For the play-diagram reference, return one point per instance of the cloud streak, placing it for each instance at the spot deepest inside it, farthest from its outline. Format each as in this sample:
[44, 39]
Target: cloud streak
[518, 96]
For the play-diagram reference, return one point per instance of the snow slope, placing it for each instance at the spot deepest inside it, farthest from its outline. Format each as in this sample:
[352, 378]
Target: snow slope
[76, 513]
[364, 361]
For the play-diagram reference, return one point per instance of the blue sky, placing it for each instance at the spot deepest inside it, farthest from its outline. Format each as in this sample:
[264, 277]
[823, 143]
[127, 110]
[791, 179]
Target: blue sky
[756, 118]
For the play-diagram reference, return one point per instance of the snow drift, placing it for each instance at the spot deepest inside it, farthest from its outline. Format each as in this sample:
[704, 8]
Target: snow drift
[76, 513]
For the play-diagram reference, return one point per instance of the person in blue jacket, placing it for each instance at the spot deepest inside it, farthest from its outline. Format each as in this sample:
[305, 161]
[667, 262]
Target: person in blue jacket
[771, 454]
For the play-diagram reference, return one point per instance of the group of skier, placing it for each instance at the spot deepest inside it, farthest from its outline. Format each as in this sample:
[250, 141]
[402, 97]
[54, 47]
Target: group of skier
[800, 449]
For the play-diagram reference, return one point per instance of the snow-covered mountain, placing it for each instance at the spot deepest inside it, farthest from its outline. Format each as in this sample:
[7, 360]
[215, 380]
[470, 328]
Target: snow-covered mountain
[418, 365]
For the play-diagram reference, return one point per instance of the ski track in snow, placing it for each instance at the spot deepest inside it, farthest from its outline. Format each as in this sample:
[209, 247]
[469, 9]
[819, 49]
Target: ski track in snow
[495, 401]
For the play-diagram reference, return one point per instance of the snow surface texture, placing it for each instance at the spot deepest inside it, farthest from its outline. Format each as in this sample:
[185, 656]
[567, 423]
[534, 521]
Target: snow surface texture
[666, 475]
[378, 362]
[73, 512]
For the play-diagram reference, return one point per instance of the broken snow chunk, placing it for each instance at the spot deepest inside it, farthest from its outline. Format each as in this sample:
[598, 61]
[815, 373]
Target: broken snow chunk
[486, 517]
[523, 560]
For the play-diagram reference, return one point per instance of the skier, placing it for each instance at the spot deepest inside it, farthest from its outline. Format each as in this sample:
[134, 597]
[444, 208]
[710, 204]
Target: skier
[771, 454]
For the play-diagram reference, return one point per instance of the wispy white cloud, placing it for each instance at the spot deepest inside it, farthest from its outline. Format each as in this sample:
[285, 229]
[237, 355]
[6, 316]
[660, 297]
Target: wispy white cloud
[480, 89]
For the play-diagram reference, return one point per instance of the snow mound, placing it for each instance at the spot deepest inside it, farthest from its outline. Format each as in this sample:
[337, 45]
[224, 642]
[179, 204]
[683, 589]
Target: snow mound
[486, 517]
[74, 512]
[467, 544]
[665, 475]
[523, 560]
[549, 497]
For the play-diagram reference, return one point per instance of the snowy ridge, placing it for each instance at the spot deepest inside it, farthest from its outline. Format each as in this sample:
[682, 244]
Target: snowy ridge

^^^^^^^^

Your instructions - All of the material, restated exactly, is the expected result.

Finished exercise -
For the play-diagram reference, return one point per instance of the cloud streak, placing it for each instance at the spot deepest inside it, farthest from its outline. Format each as in this sample:
[44, 39]
Target: cloud streak
[518, 96]
For the play-diagram reference, return one point per instance of the snow slope, placing it for each instance at the spot deepest inside it, farthest from its outline. Format each as in this sample:
[352, 378]
Target: snow slope
[76, 513]
[364, 361]
For the play-diagram reference, return one point per instance of the blue sky, placing it for each instance at the spot deepest inside it, farthest from its outline. Format each as in this sample:
[264, 277]
[823, 143]
[127, 110]
[791, 179]
Target: blue sky
[756, 118]
For the play-diagram reference, return one point per instance of the snow drift, placing it for each instance at the spot deepest inside it, farthest from its outline. Format each as in this sample:
[704, 8]
Target: snow drift
[76, 513]
For the play-diagram reference, return one point per instance of the person in blue jacket, placing it for each instance at the spot deepest inside it, farthest from its outline. Format each as in this sample:
[305, 161]
[667, 262]
Target: person in blue jacket
[771, 454]
For the play-diagram reference, return one point per instance of the group of skier, placing it for each instance at the spot deepest inside it, farthest from its outline. Format each as in this sample:
[250, 141]
[402, 97]
[54, 47]
Target: group of skier
[800, 449]
For the play-diagram reference, return one point per instance of the snow-covered mountain, placing it for each instance at the spot deepest inside it, farthest from its outline. Format each as in this sample:
[7, 360]
[215, 380]
[470, 328]
Target: snow-covered mountain
[418, 365]
For the play-diagram reference, return one point per instance of the ski track in snow, placing it for each instance at the spot deepest inside it, farthest from its outline. Format each as in this sample:
[209, 247]
[469, 9]
[819, 49]
Target: ski track in snow
[495, 401]
For the play-diagram reference, return one point per instance of the snow surface texture, placing it for each instance at the spot deepest inside it, farthest from its outline. Format each as in this sample:
[185, 656]
[567, 423]
[534, 521]
Target: snow surface texture
[666, 475]
[378, 362]
[73, 512]
For the play-diagram reference, return one point per instance of the broken snow chunk, placing it for each instance at the spot deepest inside it, farthest from its outline. Format each as in this sample:
[598, 61]
[815, 373]
Target: broken snow chunk
[486, 517]
[523, 560]
For the play-diagram reference, return one point per instance of the skier, placing it for each instance at the spot deepest inside it, farthest from its outline. Format each as in this sample:
[134, 597]
[444, 208]
[710, 204]
Target: skier
[771, 454]
For the play-diagram reference, return one point per instance of the wispy white cloud, placing it for each instance at the spot deepest inside it, farthest from its outline. Format each as in this sample:
[285, 229]
[237, 355]
[6, 316]
[660, 297]
Target: wispy white cloud
[480, 89]
For the play-diagram reference, return one point per instance of the snow mound, placing it for each instance at the spot deepest inside it, farthest from its outline. Format each as in this sample:
[337, 45]
[224, 642]
[179, 204]
[683, 589]
Target: snow mound
[486, 517]
[74, 512]
[467, 544]
[665, 475]
[523, 560]
[549, 497]
For the play-diagram reference, return one point per instance of the snowy ridge, placing it for each instance at the spot deepest inside it, farthest from its outline. Format each as in this sample:
[682, 244]
Target: snowy ridge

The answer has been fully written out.